> _Soal Singkat a_:
Saringlah catatan di bawah dan tuliskan setiap baris yang memuat kata "coverall". Perhatikan perbedaan huruf besar dan huruf kecil.

> _Kutipan Bacaan_:
Kamis, 2 Oktober 2025

Potret Kehidupan Warga di Perbatasan Timor Leste

Bendera merah-putih berkibar di Dusun Uspisera, Desa Ustutun, Kecamatan Wetar Barat, Kabupaten Maluku Barat Daya

Penulis: Glery Lazuardi
Editor: Sanusi

TRIBUNNEWS.COM, WETAR BARAT - Bendera merah-putih berkibar di Dusun Uspisera, Desa Ustutun, Kecamatan Wetar Barat, Kabupaten Maluku Barat Daya, Provinsi Maluku pada Rabu (20/9/2017).

Berkibarnya bendera pusaka itu menandakan salah satu wilayah di Pulau Lirang itu masih bagian dari Indonesia.

Pulau seluas 23,62 km persegi itu merupakan pulau terluar dari Indonesia. Meskipun terpisah lautan, wilayah itu berhadapan langsung dengan Pulau Atauro yang merupakan bagian dari Negara Timor Leste. Di batas jalan terakhir Pulau Lirang, terdapat posko perbatasan yang dijaga satuan penugasan pulau terluar dari TNI.

Dusun Uspisera berada di tempat terpencil. Untuk sampai ke tempat tertua dan terujung di pulau itu, dapat ditempuh melalui jalur darat ataupun laut. Jalur darat dilalui dengan cara berjalan kaki di bibir pantai yang menempuh jarak 4 km.

> _Soal Singkat b_:
Salinlah dengan tepat bagian artikel di atas, mulai dari "Penulis: Glery Lazuardi" sampai dengan "pada Rabu (20/9/2017).".

Catatan data:

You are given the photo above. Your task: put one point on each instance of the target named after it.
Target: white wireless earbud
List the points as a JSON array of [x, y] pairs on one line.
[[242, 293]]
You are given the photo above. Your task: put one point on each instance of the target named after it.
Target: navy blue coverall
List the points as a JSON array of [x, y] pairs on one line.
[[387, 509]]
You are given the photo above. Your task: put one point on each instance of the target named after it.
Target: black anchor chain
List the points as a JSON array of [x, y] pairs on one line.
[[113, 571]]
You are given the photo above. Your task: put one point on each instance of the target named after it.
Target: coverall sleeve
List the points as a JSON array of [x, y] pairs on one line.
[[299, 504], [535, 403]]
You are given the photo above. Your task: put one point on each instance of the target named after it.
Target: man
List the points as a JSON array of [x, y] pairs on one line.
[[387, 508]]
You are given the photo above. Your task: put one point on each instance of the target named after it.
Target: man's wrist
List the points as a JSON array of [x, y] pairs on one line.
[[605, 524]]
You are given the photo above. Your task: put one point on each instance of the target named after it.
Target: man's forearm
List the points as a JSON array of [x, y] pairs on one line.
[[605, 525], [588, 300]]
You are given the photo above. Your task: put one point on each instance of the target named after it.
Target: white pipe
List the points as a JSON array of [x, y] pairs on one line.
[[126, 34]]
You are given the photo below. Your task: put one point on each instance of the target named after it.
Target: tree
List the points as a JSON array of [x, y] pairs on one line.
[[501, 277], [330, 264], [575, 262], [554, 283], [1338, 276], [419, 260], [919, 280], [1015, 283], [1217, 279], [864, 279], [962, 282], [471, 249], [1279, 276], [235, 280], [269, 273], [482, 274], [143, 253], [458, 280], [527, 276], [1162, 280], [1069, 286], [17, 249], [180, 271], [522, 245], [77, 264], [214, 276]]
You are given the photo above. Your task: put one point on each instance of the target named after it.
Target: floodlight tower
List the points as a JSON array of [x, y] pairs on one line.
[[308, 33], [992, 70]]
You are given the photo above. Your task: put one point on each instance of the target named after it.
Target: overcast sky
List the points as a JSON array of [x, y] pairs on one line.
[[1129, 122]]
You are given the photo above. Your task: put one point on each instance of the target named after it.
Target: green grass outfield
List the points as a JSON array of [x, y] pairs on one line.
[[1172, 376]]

> _Langkah Penyelesaian a_:
Target: navy blue coverall
Target: coverall sleeve

> _Langkah Penyelesaian b_:
Penulis: Glery Lazuardi
Editor: Sanusi

TRIBUNNEWS.COM, WETAR BARAT - Bendera merah-putih berkibar di Dusun Uspisera, Desa Ustutun, Kecamatan Wetar Barat, Kabupaten Maluku Barat Daya, Provinsi Maluku pada Rabu (20/9/2017).